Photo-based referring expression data
*** Begin section ***
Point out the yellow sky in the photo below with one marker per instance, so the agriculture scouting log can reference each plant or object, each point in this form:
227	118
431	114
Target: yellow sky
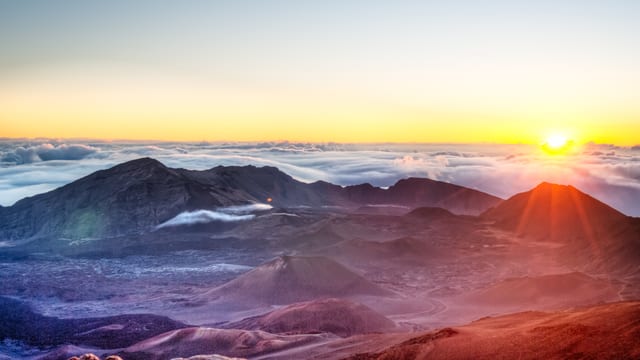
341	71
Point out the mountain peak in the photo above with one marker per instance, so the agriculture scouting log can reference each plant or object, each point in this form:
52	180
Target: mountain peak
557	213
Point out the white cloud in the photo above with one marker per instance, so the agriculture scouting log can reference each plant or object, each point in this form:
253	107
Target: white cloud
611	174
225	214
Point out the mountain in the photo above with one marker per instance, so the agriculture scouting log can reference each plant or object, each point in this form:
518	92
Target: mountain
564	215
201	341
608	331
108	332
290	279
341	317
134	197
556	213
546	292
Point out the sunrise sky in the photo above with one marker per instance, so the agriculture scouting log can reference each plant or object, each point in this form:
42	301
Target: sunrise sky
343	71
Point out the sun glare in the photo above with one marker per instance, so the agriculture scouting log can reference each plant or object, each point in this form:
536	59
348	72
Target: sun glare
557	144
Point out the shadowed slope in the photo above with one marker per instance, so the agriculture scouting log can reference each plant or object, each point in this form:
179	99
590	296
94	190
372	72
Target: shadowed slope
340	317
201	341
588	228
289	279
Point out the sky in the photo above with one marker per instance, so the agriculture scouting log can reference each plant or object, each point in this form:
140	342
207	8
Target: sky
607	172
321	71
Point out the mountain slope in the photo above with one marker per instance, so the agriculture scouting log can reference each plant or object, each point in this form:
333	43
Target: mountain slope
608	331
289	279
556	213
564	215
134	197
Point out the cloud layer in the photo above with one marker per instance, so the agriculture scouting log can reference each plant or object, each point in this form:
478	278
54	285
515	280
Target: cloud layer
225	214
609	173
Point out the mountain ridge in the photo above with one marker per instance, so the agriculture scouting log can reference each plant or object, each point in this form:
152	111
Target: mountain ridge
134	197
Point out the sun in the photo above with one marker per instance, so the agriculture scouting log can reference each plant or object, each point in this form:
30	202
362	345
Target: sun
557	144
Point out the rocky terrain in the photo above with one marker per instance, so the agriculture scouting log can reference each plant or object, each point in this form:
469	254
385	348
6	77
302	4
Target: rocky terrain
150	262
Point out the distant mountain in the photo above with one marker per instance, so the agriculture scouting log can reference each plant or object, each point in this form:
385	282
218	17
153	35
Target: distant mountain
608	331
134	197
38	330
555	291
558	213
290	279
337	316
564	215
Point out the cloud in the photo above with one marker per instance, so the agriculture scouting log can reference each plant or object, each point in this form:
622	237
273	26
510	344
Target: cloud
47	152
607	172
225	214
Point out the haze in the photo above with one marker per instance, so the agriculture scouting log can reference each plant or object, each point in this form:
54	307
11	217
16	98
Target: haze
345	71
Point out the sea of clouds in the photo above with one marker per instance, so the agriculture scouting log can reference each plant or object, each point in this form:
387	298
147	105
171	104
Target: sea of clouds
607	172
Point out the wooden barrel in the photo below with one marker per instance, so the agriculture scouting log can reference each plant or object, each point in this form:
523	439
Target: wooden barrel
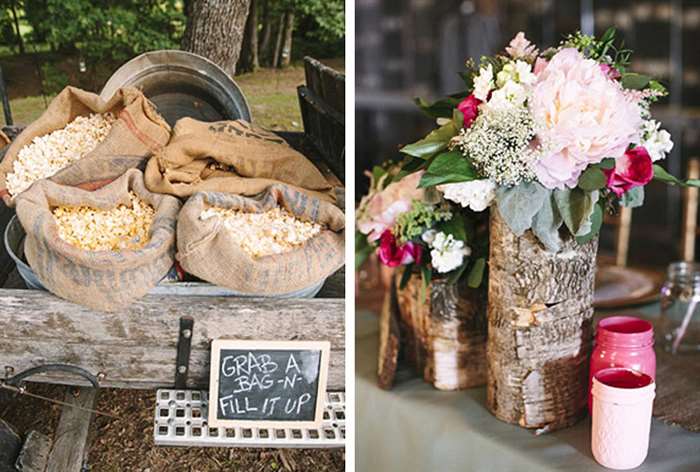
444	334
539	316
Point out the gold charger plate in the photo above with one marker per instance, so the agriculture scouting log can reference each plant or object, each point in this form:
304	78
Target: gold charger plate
*** End section ***
▸ **Exercise**:
Each entry above is to be written out again unchanged, apart from the pictures, which are left out.

▸ **The answer**:
Point out the yellow sky in the photo below with one marker per instance, so the agriculture scouting log can reference each plant or object, each point in this form:
227	118
431	114
Target: yellow sky
341	71
Point out the mountain peak in the photo above with one marker per instance, so the agriculture scouting log can reference each plant or object, each point in this form:
52	180
Target: mountain peak
557	213
Point out the white cloud in the photo above with one marker per instance, so the agriculture scouting log can reference each plant or object, each point in this form:
253	107
Target: white cloud
611	174
225	214
Point out the mountain in the photo above with one marker per instance, so the agriculture scouting log can reference each plant or object, each point in this form:
518	92
Target: mountain
564	215
201	341
608	331
108	332
290	279
341	317
134	197
556	213
546	292
Point out the sunrise sky in the photo above with one marker per instance, so the agriculture scouting log can reference each plant or object, each point in this form:
42	301
Target: sunrise sky
343	71
Point out the sun glare in the photo above with one marker per instance, so the agriculture scouting log can reference each plant or object, each point in this form:
536	59
348	72
Target: sun glare
557	144
Point out the shadowed slope in the photo above with one marker per instance, so the agriculture scouting log can reference each plant or object, each point in this form:
179	99
590	296
94	190
372	72
Target: shadowed slope
340	317
201	341
588	228
289	279
Point out the sky in the photo above with one marker per instance, so the agriculture scouting log can reference each plant or object, each point in this form:
140	342
207	8
Target: sky
607	172
321	71
Point out the mountain slope in the photo above with one marker per instance, so the agriculture scouting log can reference each plant or object, each point in this form:
333	43
Target: mountain slope
608	331
289	279
556	213
564	215
134	197
Point out the cloud layer in the photo above with one marker per instance, so the agriculture scouting log can reference each plant or object, each point in this form:
478	278
54	285
515	280
Target: cloud layer
225	214
609	173
Point out the mountain ridge in the photo above with one marker per instance, so the agriculture scouting log can reference each plant or object, each point in this form:
152	111
Target: mountain ridge
134	197
Point out the sun in the photo above with one marker per instance, so the agriculture scouting log can reference each plant or object, each point in this form:
30	202
362	345
Target: sun
557	144
Point out the rocky terrain in the photo above with one marker per instance, so the agriculture scouting log can reference each plant or object, each point in this form:
469	254
385	348
6	77
302	4
Target: rocky terrain
150	262
Point out the distant mountain in the photo above with one marker per instance, so the agriculture scouting log can reference each plant or object, each point in this form:
385	282
218	17
153	35
Target: distant mountain
608	331
134	197
38	330
555	291
558	213
290	279
337	316
564	215
Point out the cloud in the photo above with one marker per instance, so the agriculture scouting log can reference each plant or object, each point in this form:
622	237
273	26
510	344
Target: cloud
47	152
607	172
225	214
Point out the haze in the photo above with one marker per instance, so the agriculture scouting log can reference each plant or object, each point in this form:
54	307
11	217
16	98
Target: haze
345	71
Point out the sea of clouds in the photo above with one marker per instance, so the agriculture scouting log can reference each plant or object, each point in this form:
387	298
147	105
171	104
Target: sea of clouds
607	172
Point out the wooden barrel in the photo below with one marker per instance, so the agriculture scouting log can reference each plant or object, each point in this form:
523	439
Target: wooden barrel
444	334
539	316
Point out the gold charger plate in the photo above with one marker per instance, so the agriculture scouting log can reference each plant or object, each point in this form:
304	78
Target: gold charger plate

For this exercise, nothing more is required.